■ What is needed ■
Go to the line containing "Question. Indicate the mountain slope" in the records below and print it and every following line exactly, on through the line containing "Question. Indicate the green moss", then stop.

■ Data extract ■
- - - - -

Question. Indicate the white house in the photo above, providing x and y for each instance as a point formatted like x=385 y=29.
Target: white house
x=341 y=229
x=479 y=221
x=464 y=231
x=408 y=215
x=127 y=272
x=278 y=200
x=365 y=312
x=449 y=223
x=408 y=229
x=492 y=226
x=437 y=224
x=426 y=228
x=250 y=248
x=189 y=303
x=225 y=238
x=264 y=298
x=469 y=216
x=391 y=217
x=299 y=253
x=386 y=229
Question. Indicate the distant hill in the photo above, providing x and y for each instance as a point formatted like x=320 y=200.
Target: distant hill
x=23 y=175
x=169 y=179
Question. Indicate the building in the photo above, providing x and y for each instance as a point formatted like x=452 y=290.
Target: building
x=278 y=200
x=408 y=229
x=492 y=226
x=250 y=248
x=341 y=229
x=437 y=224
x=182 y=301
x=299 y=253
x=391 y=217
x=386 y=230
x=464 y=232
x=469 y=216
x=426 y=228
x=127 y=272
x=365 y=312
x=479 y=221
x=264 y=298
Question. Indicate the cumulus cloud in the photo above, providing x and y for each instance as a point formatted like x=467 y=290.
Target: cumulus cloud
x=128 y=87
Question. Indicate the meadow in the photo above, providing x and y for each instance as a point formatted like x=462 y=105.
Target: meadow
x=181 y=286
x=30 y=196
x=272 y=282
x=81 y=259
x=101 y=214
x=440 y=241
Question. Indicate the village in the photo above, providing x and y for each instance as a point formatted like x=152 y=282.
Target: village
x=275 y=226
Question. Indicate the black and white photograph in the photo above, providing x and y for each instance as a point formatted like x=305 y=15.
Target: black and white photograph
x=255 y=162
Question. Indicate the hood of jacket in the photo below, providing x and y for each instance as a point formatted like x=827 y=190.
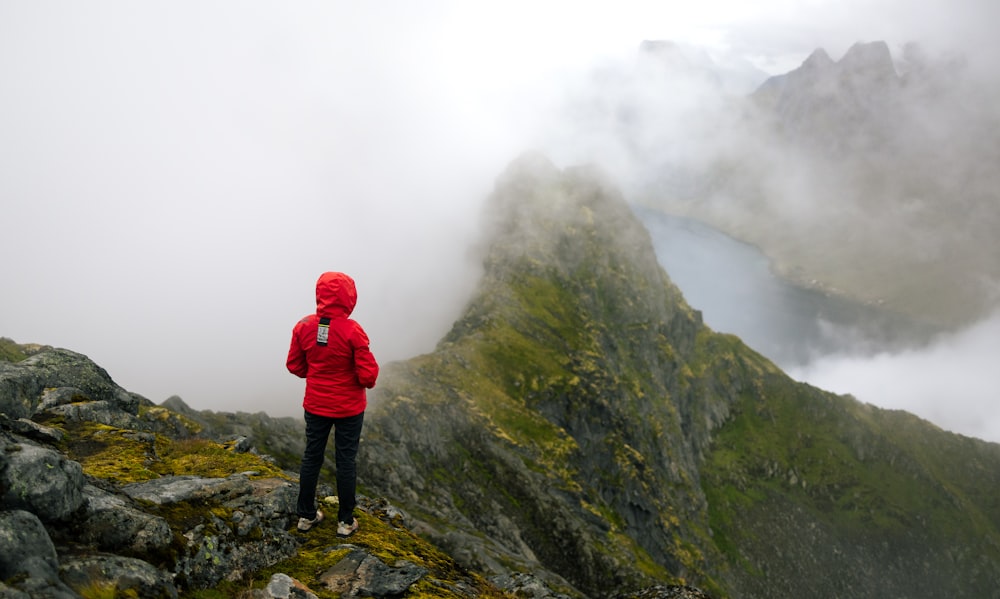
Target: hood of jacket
x=336 y=295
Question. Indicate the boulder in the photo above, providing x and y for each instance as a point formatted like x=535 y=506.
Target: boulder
x=361 y=574
x=23 y=383
x=112 y=523
x=41 y=481
x=118 y=576
x=28 y=556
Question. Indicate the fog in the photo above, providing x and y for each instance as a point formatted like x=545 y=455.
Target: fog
x=175 y=176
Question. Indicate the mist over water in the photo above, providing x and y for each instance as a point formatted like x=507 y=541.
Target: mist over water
x=174 y=177
x=732 y=284
x=834 y=343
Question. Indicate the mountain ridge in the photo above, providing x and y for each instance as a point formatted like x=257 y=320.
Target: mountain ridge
x=579 y=424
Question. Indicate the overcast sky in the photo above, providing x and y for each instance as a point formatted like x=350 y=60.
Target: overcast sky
x=175 y=175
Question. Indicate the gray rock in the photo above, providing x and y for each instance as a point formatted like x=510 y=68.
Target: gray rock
x=104 y=412
x=31 y=430
x=40 y=481
x=173 y=489
x=283 y=586
x=112 y=523
x=25 y=547
x=23 y=383
x=361 y=574
x=28 y=560
x=129 y=577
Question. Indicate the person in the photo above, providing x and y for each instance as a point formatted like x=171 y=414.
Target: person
x=330 y=351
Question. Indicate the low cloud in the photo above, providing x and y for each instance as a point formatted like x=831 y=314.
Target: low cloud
x=951 y=383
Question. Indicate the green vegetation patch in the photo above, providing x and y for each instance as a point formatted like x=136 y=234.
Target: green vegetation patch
x=321 y=550
x=125 y=456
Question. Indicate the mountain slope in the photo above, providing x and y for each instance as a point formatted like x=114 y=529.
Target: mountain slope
x=580 y=420
x=868 y=177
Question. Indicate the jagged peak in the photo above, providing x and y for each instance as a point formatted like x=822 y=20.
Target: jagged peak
x=873 y=58
x=819 y=59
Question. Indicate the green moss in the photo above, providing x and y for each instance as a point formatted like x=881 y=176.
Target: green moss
x=124 y=456
x=322 y=549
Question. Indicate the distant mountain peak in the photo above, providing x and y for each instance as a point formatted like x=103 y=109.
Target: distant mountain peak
x=819 y=59
x=871 y=60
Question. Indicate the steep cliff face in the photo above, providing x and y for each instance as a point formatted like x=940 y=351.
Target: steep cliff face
x=580 y=421
x=578 y=424
x=868 y=176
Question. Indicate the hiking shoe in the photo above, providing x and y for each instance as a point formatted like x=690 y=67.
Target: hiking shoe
x=345 y=530
x=305 y=524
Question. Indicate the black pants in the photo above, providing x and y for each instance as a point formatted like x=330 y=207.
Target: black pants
x=346 y=437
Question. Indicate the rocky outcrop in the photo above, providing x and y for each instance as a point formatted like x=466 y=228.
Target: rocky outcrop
x=70 y=530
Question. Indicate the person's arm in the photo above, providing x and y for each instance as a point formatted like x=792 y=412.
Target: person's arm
x=365 y=366
x=296 y=362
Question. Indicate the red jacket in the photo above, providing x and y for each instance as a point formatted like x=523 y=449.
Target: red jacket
x=338 y=372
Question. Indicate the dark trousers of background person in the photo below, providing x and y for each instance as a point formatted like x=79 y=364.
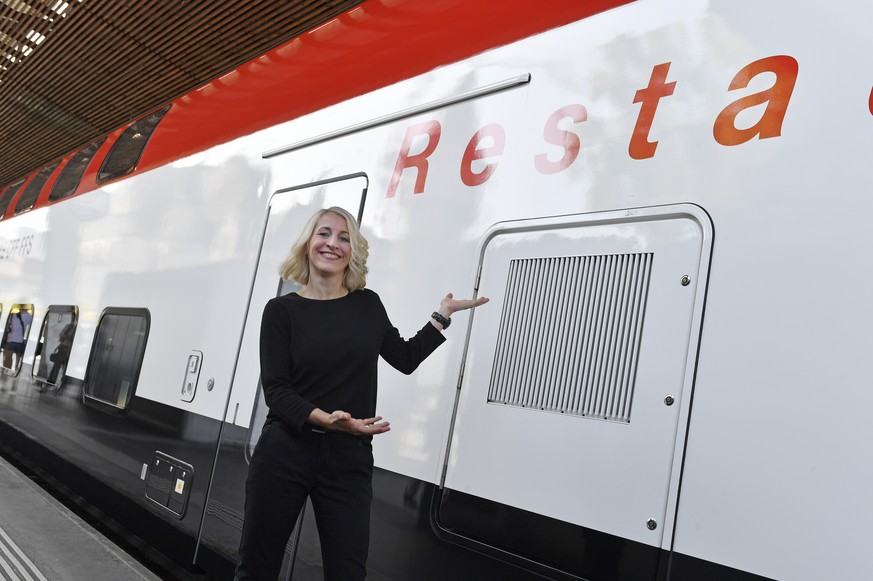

- - - - -

■ Answer to the problem ■
Question. Indicate the mountain slope in the photo above, providing x and y for each instance as a point formatted like x=114 y=529.
Target: mountain slope
x=580 y=420
x=868 y=177
Question. Indicate the jagged peak in the photo above, providing x and y for each instance as a point formatted like x=822 y=20.
Target: jagged peak
x=873 y=58
x=819 y=59
Question. Indicate the green moss in the photo above, providing x and y for each instance as a point formatted like x=881 y=176.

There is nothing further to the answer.